• _Task objective_
Give an unaltered copy of the listing below, minus its pictures.

◆ ◆ ◆ ◆ ◆ ◆ ◆

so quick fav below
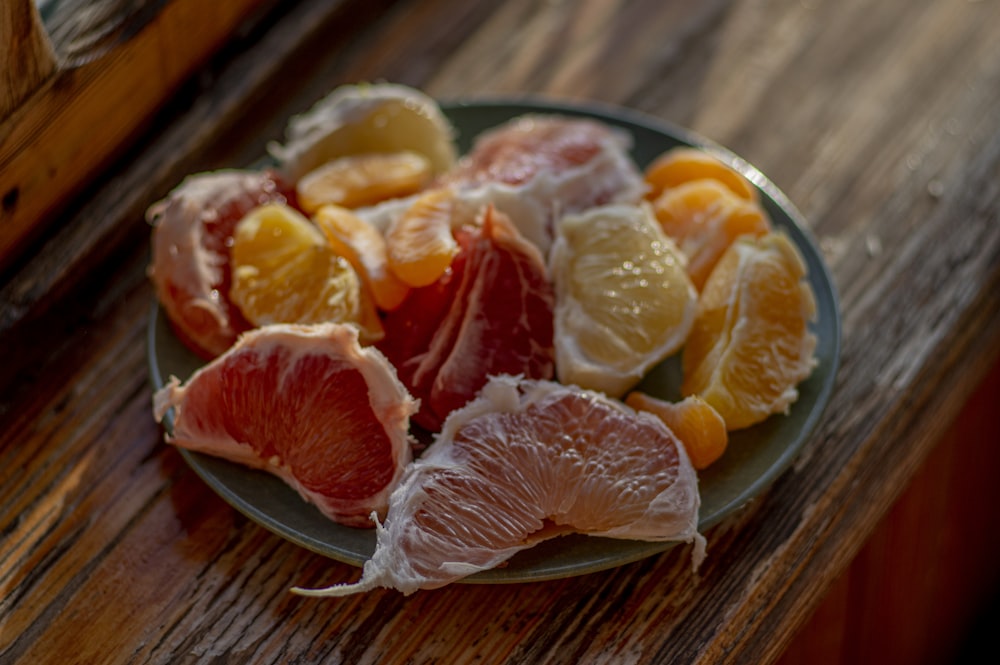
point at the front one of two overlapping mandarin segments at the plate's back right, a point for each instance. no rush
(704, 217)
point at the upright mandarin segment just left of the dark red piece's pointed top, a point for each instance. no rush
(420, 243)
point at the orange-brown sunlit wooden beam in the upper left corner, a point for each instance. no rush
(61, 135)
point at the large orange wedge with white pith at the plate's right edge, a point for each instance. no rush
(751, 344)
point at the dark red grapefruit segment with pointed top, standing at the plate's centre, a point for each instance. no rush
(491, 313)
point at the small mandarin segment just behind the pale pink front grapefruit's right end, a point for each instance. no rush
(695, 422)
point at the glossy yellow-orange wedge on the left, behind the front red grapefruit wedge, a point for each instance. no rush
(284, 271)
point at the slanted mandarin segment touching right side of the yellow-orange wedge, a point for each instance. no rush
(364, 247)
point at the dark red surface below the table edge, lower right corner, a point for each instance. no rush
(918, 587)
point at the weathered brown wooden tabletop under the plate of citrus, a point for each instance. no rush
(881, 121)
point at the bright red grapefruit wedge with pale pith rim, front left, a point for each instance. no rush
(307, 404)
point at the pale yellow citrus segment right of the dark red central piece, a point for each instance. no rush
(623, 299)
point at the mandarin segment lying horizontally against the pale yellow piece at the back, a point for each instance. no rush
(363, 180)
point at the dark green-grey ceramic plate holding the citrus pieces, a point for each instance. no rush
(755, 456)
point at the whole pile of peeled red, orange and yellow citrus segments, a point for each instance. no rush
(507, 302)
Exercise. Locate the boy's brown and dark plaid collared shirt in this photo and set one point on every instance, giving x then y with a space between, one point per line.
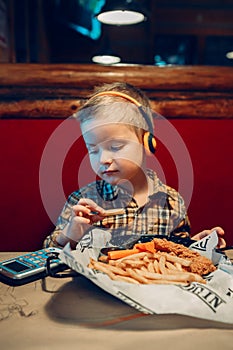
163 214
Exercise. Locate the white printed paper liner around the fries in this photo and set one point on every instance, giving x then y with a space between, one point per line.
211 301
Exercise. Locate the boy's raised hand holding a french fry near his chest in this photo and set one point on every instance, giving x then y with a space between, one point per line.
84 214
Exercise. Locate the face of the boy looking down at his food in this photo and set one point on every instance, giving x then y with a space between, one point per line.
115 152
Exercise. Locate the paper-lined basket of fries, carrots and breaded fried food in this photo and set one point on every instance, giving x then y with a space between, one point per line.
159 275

◆ ◆ ◆ ◆ ◆ ◆ ◆

• _Response for this exercise_
so quick fav below
point at the front one of two overlapping mandarin segments at the plate's back right, a point for each instance. no rush
(704, 217)
point at the upright mandarin segment just left of the dark red piece's pointed top, a point for each instance. no rush
(420, 243)
point at the orange-brown sunlit wooden beam in the upper left corner, a point for each instance. no rush
(61, 135)
point at the large orange wedge with white pith at the plate's right edge, a point for each instance. no rush
(751, 344)
point at the dark red grapefruit segment with pointed top, standing at the plate's centre, a point for each instance. no rush
(491, 313)
point at the small mandarin segment just behind the pale pink front grapefruit's right end, a point for each instance. no rush
(695, 422)
point at the glossy yellow-orange wedge on the left, behind the front red grapefruit wedge, a point for each instance. no rush
(284, 271)
point at the slanted mandarin segment touching right side of the yellow-orange wedge, a point for each instance. no rush
(364, 247)
point at the dark red surface below the table edge, lower right corner, a point for each instance. no rush
(918, 587)
point at the weathered brown wooden tabletop under the plate of citrus, a point for each instance. no rush
(881, 121)
point at the bright red grapefruit wedge with pale pith rim, front left, a point for each instance. no rush
(307, 404)
point at the pale yellow citrus segment right of the dark red central piece, a point for each instance. no rush
(623, 299)
point at the mandarin segment lying horizontally against the pale yellow piece at the back, a point for each instance. no rush
(363, 180)
point at the dark green-grey ceramic plate holding the citrus pieces, a point for each instance. no rush
(755, 456)
point at the whole pile of peeled red, orange and yellow citrus segments, a point for each instance. no rush
(507, 302)
Exercise. Locate the boy's brown and dark plaid collared shirt in this photo and set one point on every instance, giving x then y with a space between, one point per line.
163 214
Exercise. Locate the white printed paper liner around the fries in this photo and set one point on every instance, giving x then y with a space between, one point per line.
211 301
Exercise. Locate the boy's raised hand holding a french fry near his chest in this photo and set one point on every instance, giving x then y with a space between, one point per line.
84 214
Exercise. Locate the face of the boy looking down at his food in this photo and set one point on every instance, giving x then y with a space between, one point per line.
115 152
Exercise. Locate the paper-lined basket of fries, carrots and breaded fried food in this photo and set one point on every instance, giving x then y with a space between, one point per line.
159 275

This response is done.